Write out every entry once more, character for character.

*** Dataset entries ***

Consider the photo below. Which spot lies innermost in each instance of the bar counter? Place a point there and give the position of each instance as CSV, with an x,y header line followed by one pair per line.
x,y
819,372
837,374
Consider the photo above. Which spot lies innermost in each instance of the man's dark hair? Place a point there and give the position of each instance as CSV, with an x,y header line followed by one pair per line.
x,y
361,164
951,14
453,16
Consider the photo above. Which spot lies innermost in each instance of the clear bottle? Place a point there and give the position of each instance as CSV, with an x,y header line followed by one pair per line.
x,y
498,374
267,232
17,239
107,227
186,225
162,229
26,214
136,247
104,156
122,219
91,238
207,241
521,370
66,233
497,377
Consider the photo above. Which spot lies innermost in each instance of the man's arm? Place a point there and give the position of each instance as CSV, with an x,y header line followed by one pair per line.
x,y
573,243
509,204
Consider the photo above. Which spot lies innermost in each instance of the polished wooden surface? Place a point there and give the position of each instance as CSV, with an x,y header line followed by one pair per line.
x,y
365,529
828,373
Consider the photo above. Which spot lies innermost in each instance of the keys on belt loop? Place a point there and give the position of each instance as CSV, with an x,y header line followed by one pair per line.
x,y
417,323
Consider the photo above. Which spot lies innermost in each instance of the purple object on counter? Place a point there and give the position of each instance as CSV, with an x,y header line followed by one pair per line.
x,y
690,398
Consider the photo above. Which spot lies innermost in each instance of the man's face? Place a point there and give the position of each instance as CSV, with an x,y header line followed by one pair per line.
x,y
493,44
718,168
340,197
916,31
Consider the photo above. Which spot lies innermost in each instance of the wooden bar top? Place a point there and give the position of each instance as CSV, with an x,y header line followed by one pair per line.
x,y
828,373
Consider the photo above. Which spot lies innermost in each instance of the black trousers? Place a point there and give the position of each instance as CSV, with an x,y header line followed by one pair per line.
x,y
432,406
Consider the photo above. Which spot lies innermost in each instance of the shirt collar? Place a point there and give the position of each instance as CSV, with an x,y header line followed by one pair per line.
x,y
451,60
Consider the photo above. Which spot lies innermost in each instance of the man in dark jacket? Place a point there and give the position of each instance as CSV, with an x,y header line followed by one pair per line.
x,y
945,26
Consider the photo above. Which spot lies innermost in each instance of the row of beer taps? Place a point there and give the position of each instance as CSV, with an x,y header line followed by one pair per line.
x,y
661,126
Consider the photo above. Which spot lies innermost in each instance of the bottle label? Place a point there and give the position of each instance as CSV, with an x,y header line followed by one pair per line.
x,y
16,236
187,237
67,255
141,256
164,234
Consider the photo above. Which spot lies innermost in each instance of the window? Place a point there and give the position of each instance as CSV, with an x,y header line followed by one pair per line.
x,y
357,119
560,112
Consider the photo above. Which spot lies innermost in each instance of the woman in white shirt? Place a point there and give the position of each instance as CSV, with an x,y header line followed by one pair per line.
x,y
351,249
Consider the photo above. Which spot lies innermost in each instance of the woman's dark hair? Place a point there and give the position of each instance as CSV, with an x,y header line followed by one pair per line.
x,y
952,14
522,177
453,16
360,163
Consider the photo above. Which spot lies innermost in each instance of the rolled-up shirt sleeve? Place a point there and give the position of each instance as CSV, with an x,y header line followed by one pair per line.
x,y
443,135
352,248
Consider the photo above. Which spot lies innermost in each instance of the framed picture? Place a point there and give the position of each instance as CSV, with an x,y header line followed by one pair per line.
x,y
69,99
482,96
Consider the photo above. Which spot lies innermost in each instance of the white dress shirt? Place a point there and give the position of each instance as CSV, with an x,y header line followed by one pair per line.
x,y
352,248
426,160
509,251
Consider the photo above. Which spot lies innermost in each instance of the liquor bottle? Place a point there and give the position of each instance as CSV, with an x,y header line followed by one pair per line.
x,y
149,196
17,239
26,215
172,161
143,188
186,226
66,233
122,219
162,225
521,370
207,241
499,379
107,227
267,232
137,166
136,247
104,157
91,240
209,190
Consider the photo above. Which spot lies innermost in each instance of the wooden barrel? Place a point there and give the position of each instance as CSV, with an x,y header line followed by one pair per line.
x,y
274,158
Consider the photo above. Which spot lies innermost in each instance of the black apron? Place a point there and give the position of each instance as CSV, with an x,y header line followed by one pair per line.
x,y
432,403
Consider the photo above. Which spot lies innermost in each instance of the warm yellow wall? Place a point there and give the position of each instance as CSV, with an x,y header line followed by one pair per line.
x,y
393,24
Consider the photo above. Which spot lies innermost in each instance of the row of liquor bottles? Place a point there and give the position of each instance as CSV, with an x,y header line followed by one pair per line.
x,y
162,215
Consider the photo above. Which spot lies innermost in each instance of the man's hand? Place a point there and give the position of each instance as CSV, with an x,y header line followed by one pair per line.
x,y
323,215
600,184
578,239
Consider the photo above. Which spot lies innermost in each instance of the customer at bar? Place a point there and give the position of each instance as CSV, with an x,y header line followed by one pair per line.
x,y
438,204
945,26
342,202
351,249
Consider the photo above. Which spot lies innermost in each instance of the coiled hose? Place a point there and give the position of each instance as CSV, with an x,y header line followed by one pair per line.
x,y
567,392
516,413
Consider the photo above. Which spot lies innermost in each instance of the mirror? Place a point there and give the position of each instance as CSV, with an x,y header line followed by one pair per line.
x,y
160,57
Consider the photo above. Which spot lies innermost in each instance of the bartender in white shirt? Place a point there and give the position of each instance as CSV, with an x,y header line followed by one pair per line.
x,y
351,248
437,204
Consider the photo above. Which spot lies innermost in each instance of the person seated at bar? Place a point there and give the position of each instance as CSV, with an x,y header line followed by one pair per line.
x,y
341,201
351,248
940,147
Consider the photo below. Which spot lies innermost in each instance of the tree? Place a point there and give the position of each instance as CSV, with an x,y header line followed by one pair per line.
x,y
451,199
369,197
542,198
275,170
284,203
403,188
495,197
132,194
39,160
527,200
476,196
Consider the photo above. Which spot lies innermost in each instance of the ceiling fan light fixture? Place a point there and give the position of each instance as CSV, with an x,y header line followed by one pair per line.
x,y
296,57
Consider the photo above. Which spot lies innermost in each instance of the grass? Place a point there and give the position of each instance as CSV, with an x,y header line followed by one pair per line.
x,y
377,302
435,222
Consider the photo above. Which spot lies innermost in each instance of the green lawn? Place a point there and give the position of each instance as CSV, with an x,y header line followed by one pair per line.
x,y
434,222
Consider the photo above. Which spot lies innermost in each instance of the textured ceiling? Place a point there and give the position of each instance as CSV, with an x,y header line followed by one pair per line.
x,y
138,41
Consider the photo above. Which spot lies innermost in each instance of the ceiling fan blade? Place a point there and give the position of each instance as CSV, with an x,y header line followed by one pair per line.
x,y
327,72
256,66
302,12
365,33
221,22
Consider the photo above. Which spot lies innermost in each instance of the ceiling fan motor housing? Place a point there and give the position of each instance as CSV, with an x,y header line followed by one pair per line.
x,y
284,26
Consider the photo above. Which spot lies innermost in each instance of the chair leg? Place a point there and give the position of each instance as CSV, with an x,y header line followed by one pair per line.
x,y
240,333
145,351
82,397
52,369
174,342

*** End of Dataset entries ***

> Worked solution
Consider the photo below. Which spot lies innermost in each instance of the bar counter? Place a point there and give the position of each instance as CSV, with an x,y header line followed by one pair per line.
x,y
819,372
837,374
Consider the photo above. Which spot lies innermost in each instance of the man's dark hair? Place a point there and give the position of each instance as CSV, with an x,y header line followed by one pair per line.
x,y
361,164
951,14
453,16
Consider the photo above. Which spot lies innermost in each instance of the clear bottle? Place a point there and give the position of each instance as CSV, with an x,y header line followed by one pair per line.
x,y
498,374
267,232
17,239
107,227
186,225
162,229
26,214
136,247
104,156
122,219
91,238
207,241
521,370
66,233
497,377
Consider the photo above. Which spot lies innermost in each instance of the man's arm? Place a point there and give the position of each instance as CSV, with an x,y header line followed by one pair per line.
x,y
573,243
509,204
Consider the photo above. Which spot lies innermost in each instance of the polished wooden surface? Place a point there and give the position of each instance as CSV, with an x,y header line followed by one pair per line.
x,y
365,529
828,373
Consider the photo above. Which spot lies innermost in each instance of the keys on belt loop? Place a point there and give the position of each instance as CSV, with an x,y header line followed by one pair per line.
x,y
417,323
Consider the photo above. Which spot lies innermost in each instance of the purple object on counter? Place a point there and give the position of each instance as CSV, with an x,y header line followed by one pair per line.
x,y
690,398
Consider the photo above. Which spot lies innermost in each instance of the man's face? Place a point there and give the position of each instance as CSV, with an x,y header line followed by one pair per line.
x,y
493,44
718,168
340,197
916,31
Consider the photo above. Which spot lies innermost in each instance of the wooden bar top? Place a point there and give the position of each instance as CSV, with an x,y header line followed by one pair per line.
x,y
828,373
Consider the photo above. Which spot lies innermost in each instance of the black trousers? Place a point there and give the position of each instance as CSV, with an x,y header line followed by one pair per line.
x,y
432,406
Consider the photo above. Which spot lies innermost in each instance of the shirt collar? Place a point there and give the position of each instance as CSV, with an x,y header line followed by one pair per line.
x,y
451,60
Consider the photo above. Which spot lies innermost in each instance of the man in dark jacket? Place a point there and give the position of each instance as CSV, with an x,y header line followed by one pair per line.
x,y
945,26
Consider the photo above. Which spot lies innermost in each instance of the row of beer taps? Place a point there and give the position of each instance as CSV, with an x,y header line followed by one pair per line.
x,y
661,126
Consider the photo above. Which spot lies innermost in each instance of the bottle label? Place a point there and give the position of each instance as CSV, with an x,y header line followed by one pair per line.
x,y
16,236
187,237
67,255
141,256
164,234
Consider the photo above. Which spot lies innermost in each instance of the window? Place a point there and give the position of each instance as CSV, with an x,y header line followed by one pair per line.
x,y
357,119
560,112
Consider the photo above. Which spot lies innermost in each instance of the woman in white shirt? Place a point there and give the position of each instance as CSV, with an x,y header line followed by one pair per line.
x,y
351,249
Consider the photo above. Which spot lies innermost in each instance of the woman's dark hair? Place a point there and give the position of each instance as CSV, with an x,y header line followed by one pair per line.
x,y
952,14
522,177
453,16
360,163
Consider the photo above. Which spot lies innermost in each instance of the rolled-up shirt sleeve? Place a point there and give the position of each instance as CSV, with an x,y header line followed by one pair per line.
x,y
443,135
352,248
Consider the photo above. Which spot lies innermost in each instance of the framed picture? Place a point there and give the position of each instance as CSV, with an x,y header line followed by one pair per line.
x,y
69,99
482,96
Consider the photo above. Which spot lies innermost in each instance of the white dress shirt? Place a point there and give the position of each instance as CSV, with an x,y header line followed by one pair per line.
x,y
352,248
426,160
509,251
Consider the photo above. Which spot lies innermost in each instance of the liquor bottle? Place a point there and give the position of each instance as CSV, with an x,y header line followed by one pair per line.
x,y
149,196
17,239
26,215
172,161
143,188
186,226
66,233
122,219
162,225
521,370
207,241
499,379
107,227
267,232
137,166
136,247
104,157
91,240
209,190
Consider the photo above. Which spot lies innermost in each instance of the wooden barrel? Place a point there and give the position of each instance as CSV, with an x,y header line followed by one pair per line.
x,y
274,158
Consider the photo above. Which spot lies innermost in each instance of the black apron? Place a point there and give the position of each instance as CSV, with an x,y header line followed by one pair per line.
x,y
432,403
Consider the photo above. Which spot lies innermost in each instance of the warm yellow wall? Place a point there and give the position of each instance as CSV, with an x,y header line followed by one pair per line.
x,y
393,24
Consider the photo above. Which spot lies innermost in each instance of the row of liquor bottles? Place a point there and give the position of each instance as CSV, with an x,y header line followed by one pair per line.
x,y
162,215
Consider the photo above. Which spot lies innermost in each instance of the man's hand? Place a point there and give the position of each instance as CSV, with an x,y header line followed by one pair per line.
x,y
323,215
600,184
578,239
Consider the photo above. Which spot lies innermost in each instance of the customer at bar? Place a point there and give the position of each instance as CSV, with an x,y header line followed by one pair per line.
x,y
438,204
945,26
342,202
351,249
Consider the photo above. Which spot lies innermost in each instance of the coiled hose? Place a point there and give the position of each instance as CSV, with an x,y header line followed by one pair per line.
x,y
567,392
516,413
Consider the photo above. Which spot lies innermost in each instance of the mirror? Place a point there and give the position of each instance as CSV, with an x,y header line followed by one pair per line.
x,y
160,57
Consider the photo above. Which spot lies innermost in each instance of the bartender in white shirt? Place a point there and give the position of each instance as CSV, with an x,y header line followed by one pair per line.
x,y
351,248
437,204
Consider the photo above. Which spot lies innermost in each instance of the person seated at bar? Place a point there and give the position of each instance as CSV, with an x,y header line followed by one pair per line.
x,y
341,201
351,248
940,147
Consider the photo below. Which spot lies innermost in each instance of the tree? Place a point there and give the position of each instance as CSV, with an x,y header line followed by one pair per line.
x,y
451,199
369,197
542,198
275,170
284,203
403,188
495,197
132,194
39,160
527,200
476,196
Consider the photo above. Which spot lies innermost in each instance of the ceiling fan light fixture? Place a point there and give the position of each instance as CSV, with an x,y header line followed by one pair per line.
x,y
296,57
Consider the photo above. Which spot lies innermost in each instance of the grass? Place a point there and give the position of each instance as CSV, with an x,y header line followed by one pair per line.
x,y
377,302
435,222
Consider the photo above. Which spot lies innermost in each instance of the green lawn? Place a point there and give the position of each instance as CSV, with an x,y header line followed by one pair per line.
x,y
434,222
Consider the photo above. Which spot lies innermost in each instance of the textured ceiling? Place a point there and give the position of each instance as CSV, with an x,y header line followed by one pair per line.
x,y
138,41
Consider the photo above. Which spot lies innermost in each instance of the ceiling fan blade? Place a point there and give the position of each instance as CSV, with an x,y header line followed by one pair per line.
x,y
327,72
256,66
302,12
365,33
221,22
Consider the photo above. Which spot lies innermost in each instance of the ceiling fan motor housing? Place a point there and give the position of each instance as CSV, with an x,y header line followed by one pair per line.
x,y
284,26
Consider the photo above. Which spot lies innermost in each instance of the chair leg? Place a point there and give the position of each instance as CSV, with an x,y header line followed by one pair per line.
x,y
240,333
145,351
82,397
52,369
174,342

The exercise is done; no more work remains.